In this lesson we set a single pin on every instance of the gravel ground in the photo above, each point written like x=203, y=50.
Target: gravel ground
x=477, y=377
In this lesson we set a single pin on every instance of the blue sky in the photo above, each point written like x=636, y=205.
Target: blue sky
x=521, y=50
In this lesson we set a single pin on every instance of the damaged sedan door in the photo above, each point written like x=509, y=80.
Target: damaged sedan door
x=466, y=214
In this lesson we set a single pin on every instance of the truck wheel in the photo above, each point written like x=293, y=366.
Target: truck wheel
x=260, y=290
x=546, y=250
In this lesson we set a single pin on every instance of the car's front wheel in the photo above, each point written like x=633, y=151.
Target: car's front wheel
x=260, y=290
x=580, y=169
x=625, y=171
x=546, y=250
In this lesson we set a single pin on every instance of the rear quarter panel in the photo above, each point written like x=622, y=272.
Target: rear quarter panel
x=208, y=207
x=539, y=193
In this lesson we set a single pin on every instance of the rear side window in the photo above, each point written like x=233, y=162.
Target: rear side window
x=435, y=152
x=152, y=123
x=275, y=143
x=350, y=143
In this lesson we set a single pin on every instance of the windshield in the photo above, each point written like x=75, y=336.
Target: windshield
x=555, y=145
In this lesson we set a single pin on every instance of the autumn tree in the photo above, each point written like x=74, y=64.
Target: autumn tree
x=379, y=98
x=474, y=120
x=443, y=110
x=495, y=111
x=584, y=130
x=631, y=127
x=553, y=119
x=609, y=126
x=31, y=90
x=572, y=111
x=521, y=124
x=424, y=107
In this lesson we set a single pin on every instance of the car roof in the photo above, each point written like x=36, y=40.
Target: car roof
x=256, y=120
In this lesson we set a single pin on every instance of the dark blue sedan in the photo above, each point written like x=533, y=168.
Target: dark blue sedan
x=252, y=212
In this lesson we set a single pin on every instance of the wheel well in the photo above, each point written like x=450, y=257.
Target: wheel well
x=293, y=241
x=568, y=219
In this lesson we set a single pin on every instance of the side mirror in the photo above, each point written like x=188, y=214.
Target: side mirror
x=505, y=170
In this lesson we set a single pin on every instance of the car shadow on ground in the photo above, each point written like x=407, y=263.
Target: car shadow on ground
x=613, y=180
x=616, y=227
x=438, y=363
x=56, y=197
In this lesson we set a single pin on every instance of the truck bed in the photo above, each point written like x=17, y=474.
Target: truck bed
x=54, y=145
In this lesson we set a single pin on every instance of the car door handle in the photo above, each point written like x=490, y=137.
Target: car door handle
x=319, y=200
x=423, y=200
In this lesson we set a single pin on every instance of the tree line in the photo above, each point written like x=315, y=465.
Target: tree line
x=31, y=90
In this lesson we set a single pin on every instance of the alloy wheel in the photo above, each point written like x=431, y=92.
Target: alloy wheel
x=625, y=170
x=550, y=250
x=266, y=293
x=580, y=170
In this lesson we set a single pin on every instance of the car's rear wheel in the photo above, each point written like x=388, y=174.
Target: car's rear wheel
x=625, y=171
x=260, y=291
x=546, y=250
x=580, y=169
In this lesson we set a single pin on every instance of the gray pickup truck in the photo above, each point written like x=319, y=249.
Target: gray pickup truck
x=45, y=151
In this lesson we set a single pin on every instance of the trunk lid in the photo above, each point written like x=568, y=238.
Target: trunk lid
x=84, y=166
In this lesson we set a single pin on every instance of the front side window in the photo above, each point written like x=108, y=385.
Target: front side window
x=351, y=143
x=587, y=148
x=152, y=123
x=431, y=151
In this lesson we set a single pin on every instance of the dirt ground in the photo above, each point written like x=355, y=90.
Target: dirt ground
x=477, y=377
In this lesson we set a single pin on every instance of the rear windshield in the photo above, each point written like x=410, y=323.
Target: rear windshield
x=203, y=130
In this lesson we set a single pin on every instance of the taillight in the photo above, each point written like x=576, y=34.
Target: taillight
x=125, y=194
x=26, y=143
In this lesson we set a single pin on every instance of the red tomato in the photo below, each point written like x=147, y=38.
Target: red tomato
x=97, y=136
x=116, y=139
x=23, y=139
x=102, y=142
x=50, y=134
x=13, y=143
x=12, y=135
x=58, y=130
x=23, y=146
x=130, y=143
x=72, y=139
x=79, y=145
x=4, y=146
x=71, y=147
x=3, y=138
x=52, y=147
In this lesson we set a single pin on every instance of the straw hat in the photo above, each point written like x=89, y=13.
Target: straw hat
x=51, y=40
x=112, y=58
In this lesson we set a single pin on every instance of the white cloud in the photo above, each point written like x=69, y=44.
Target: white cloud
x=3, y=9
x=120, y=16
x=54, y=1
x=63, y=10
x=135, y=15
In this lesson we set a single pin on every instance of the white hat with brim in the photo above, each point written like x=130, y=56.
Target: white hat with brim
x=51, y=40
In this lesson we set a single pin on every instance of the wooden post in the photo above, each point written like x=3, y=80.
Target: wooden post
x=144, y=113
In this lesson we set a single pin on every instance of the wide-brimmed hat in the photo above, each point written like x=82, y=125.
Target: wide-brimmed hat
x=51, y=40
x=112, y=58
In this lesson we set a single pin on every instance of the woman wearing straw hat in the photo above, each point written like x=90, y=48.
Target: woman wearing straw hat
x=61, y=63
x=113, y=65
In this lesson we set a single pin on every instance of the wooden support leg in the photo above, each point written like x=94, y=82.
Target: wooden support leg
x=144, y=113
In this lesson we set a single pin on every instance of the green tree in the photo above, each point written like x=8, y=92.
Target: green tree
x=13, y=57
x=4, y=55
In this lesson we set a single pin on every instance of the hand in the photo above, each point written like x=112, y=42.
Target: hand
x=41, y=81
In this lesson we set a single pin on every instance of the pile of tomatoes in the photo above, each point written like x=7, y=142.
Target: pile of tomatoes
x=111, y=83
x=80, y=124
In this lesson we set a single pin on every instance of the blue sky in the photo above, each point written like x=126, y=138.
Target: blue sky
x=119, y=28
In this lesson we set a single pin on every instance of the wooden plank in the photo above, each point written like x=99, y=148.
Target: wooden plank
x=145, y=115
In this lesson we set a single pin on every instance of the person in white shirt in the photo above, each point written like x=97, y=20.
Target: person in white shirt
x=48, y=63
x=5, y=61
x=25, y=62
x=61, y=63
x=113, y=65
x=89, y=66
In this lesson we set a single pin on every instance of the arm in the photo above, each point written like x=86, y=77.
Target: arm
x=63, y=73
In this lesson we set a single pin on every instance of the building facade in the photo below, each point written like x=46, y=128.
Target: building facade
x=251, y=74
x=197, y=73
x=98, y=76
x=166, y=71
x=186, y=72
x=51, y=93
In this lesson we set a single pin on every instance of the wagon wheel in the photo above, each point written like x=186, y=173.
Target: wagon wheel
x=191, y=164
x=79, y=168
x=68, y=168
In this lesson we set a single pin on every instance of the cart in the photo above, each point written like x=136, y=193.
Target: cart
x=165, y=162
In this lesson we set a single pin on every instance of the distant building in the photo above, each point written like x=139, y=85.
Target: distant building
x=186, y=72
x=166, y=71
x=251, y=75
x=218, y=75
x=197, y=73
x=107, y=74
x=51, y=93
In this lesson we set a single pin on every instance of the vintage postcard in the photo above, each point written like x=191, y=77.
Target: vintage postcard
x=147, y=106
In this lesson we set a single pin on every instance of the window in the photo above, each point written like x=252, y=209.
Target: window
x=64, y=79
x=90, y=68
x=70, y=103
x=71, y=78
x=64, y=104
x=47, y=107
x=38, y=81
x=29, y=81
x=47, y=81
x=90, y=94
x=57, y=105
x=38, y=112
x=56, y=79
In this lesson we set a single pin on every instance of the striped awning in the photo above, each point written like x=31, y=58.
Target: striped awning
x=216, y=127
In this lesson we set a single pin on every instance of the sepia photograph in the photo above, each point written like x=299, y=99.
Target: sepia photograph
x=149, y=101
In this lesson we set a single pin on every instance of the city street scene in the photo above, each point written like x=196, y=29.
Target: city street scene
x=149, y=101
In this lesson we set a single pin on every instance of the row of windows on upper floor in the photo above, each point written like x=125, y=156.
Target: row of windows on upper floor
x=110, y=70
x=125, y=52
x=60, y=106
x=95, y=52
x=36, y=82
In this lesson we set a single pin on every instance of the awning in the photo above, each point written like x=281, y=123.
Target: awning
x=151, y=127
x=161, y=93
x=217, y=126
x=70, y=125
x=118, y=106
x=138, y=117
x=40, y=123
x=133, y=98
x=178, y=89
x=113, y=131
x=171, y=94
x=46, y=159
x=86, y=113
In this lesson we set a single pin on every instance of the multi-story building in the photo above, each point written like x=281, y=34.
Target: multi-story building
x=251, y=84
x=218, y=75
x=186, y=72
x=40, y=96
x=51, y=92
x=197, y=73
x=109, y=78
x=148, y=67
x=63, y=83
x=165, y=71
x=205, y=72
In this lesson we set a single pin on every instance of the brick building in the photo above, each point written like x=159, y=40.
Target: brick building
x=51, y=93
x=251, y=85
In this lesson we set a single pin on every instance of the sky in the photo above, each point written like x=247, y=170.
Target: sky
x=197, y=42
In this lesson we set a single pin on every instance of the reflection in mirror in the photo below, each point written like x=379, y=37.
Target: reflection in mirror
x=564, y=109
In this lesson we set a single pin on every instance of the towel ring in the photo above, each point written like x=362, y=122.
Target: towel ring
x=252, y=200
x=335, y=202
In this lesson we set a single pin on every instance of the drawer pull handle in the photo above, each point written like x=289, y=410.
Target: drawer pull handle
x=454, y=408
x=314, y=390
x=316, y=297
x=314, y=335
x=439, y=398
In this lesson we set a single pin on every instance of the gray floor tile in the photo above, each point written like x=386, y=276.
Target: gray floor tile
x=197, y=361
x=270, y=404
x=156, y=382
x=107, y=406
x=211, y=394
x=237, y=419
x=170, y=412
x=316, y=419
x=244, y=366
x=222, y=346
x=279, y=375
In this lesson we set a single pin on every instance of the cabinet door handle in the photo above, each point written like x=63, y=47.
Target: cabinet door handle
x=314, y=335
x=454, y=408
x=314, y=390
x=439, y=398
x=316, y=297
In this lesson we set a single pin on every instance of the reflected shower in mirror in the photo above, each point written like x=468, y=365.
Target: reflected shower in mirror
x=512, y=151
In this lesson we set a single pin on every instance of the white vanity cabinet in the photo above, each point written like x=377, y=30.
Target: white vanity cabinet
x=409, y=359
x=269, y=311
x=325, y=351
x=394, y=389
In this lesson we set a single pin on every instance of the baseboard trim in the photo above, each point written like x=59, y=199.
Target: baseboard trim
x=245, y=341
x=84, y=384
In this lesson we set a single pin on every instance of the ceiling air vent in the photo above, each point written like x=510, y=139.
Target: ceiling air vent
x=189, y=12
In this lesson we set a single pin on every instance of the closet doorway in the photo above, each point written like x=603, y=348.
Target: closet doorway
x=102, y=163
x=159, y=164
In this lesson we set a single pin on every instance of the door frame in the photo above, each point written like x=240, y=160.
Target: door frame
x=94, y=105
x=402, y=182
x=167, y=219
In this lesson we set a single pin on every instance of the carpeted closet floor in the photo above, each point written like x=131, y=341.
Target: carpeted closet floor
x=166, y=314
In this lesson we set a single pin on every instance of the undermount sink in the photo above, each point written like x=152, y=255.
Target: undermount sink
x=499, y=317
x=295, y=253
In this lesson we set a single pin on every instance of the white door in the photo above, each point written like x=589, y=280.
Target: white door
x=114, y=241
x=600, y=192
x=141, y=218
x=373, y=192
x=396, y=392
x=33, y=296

= = =

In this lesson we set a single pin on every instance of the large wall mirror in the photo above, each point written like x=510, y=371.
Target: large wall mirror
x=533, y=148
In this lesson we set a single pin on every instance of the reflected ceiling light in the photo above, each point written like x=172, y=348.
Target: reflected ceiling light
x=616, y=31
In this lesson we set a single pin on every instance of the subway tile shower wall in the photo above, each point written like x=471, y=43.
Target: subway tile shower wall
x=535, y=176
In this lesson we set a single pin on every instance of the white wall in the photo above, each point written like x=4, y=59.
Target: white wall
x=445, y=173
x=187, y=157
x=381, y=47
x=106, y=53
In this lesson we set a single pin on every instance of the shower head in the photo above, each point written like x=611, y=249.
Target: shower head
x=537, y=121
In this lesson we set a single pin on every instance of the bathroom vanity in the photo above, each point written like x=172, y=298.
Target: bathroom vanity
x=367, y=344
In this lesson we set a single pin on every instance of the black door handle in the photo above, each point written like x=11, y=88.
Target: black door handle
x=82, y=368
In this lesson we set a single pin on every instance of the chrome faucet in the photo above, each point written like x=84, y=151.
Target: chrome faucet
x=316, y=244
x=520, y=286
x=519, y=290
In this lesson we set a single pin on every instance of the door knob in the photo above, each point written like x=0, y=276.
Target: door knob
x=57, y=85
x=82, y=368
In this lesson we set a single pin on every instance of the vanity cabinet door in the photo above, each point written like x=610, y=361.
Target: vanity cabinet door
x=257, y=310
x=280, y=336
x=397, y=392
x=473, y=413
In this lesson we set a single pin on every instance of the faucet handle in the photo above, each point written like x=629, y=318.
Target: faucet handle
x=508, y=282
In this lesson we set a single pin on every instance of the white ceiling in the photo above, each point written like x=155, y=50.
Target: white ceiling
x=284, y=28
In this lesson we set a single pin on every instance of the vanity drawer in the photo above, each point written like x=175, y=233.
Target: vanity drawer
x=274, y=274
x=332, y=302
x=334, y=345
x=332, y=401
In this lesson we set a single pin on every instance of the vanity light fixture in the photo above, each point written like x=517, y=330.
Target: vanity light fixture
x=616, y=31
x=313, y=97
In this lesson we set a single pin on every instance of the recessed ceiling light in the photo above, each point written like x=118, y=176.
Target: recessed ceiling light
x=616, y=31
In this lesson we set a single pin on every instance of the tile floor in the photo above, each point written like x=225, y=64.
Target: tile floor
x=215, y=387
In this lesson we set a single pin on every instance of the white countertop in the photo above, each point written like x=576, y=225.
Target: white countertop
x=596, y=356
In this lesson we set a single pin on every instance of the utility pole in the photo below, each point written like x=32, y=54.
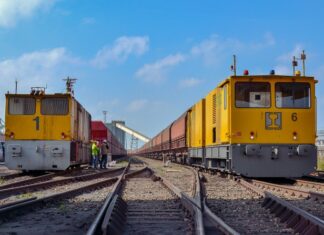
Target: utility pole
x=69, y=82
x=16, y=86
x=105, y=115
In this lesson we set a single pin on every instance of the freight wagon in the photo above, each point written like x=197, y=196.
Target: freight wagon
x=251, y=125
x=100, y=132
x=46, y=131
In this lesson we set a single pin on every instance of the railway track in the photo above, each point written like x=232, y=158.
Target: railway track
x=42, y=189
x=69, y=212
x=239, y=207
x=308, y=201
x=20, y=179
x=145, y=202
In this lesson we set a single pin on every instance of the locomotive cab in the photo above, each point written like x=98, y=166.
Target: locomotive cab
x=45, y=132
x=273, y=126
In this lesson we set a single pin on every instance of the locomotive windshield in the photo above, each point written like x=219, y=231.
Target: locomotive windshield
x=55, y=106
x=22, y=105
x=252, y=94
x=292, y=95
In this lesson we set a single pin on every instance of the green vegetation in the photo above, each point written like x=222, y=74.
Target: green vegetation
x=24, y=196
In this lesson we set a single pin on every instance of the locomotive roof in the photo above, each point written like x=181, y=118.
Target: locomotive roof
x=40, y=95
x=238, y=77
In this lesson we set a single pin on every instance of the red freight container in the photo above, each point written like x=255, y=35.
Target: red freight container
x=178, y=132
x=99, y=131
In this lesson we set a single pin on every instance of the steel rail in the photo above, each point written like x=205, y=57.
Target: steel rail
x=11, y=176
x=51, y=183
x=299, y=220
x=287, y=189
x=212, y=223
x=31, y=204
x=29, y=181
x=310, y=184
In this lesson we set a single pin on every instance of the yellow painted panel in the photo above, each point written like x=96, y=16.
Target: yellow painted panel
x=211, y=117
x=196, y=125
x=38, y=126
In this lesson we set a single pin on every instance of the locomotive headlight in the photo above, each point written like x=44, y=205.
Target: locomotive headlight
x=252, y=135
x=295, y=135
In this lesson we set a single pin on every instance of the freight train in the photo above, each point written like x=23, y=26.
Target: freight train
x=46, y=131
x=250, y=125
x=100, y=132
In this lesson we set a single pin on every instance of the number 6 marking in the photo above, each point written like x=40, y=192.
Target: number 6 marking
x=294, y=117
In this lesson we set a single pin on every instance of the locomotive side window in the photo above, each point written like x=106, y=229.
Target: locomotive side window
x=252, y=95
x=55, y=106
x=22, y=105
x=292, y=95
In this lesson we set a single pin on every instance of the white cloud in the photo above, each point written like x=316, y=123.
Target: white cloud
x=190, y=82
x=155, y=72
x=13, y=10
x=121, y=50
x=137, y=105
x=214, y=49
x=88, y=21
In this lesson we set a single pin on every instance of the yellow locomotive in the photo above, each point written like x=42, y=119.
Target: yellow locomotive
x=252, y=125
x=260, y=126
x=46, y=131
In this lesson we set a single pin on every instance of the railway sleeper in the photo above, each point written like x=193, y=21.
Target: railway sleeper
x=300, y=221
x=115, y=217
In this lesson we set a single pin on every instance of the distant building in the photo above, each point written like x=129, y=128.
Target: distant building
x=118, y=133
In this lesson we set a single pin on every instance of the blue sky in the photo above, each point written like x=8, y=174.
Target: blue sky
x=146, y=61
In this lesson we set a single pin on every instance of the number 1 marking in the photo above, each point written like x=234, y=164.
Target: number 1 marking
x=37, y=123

= = =

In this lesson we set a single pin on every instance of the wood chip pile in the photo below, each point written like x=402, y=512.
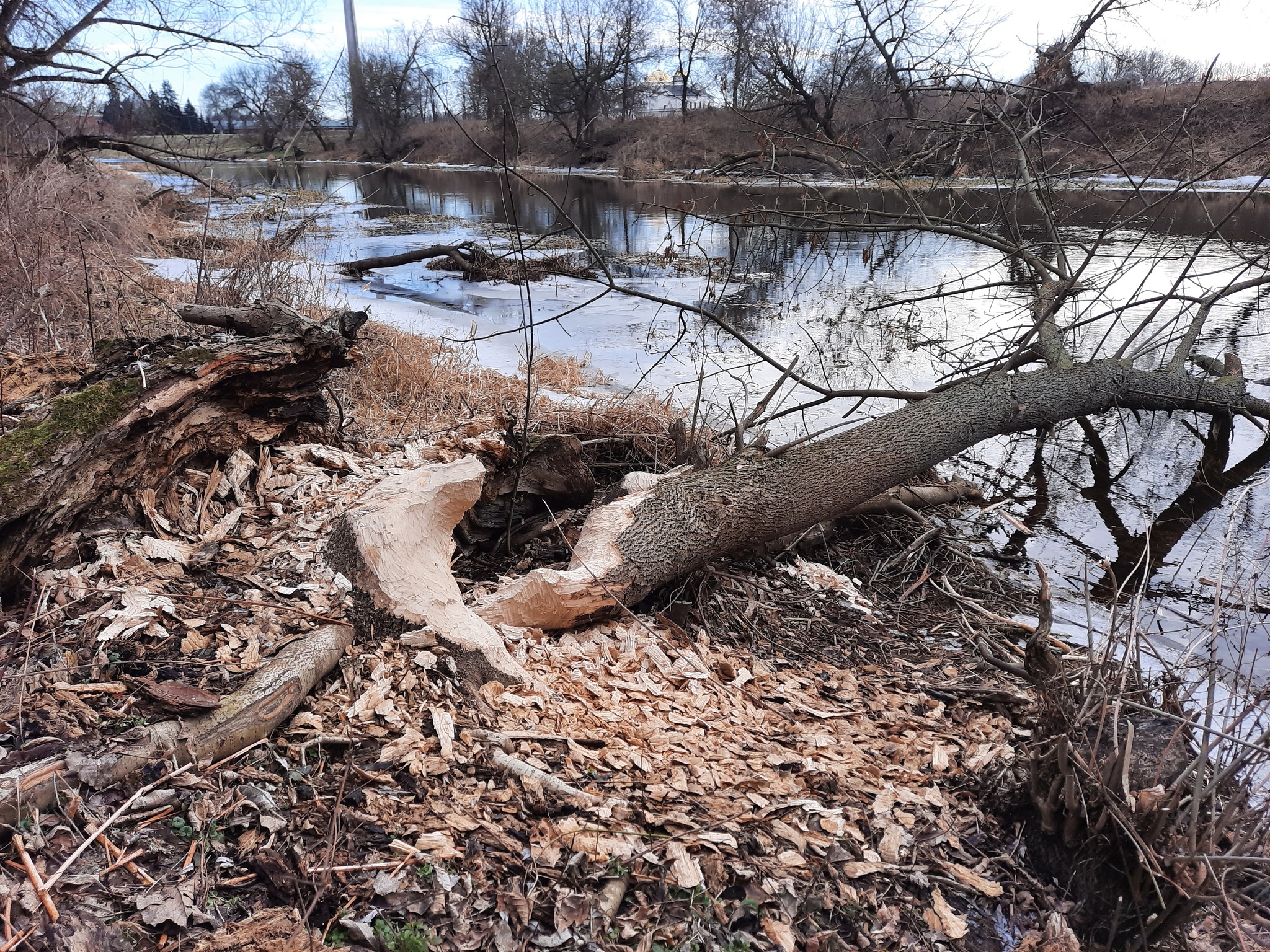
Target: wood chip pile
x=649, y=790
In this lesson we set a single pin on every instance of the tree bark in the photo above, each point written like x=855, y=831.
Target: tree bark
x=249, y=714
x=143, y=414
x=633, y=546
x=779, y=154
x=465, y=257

= = =

§ What to work on
Return each line of the preceding material in which "below" can be found.

§ Response for this exercise
In this lesson we set a single pin on every instance of the red tomato in the photo below, each point written like x=147, y=38.
In this lesson we set a single pin on every instance of the building facade in the photo below, each point written like x=46, y=128.
In this lesson we set a single pin on every instance of the reflection in mirror in the photo below, each point written like x=379, y=37.
In this lesson we set a single pin on every instance of the utility pole in the photo below, each point written like x=32, y=54.
In this lesson we set a single pin on every instance of the wood chip pile in the photo below, each point written like x=402, y=512.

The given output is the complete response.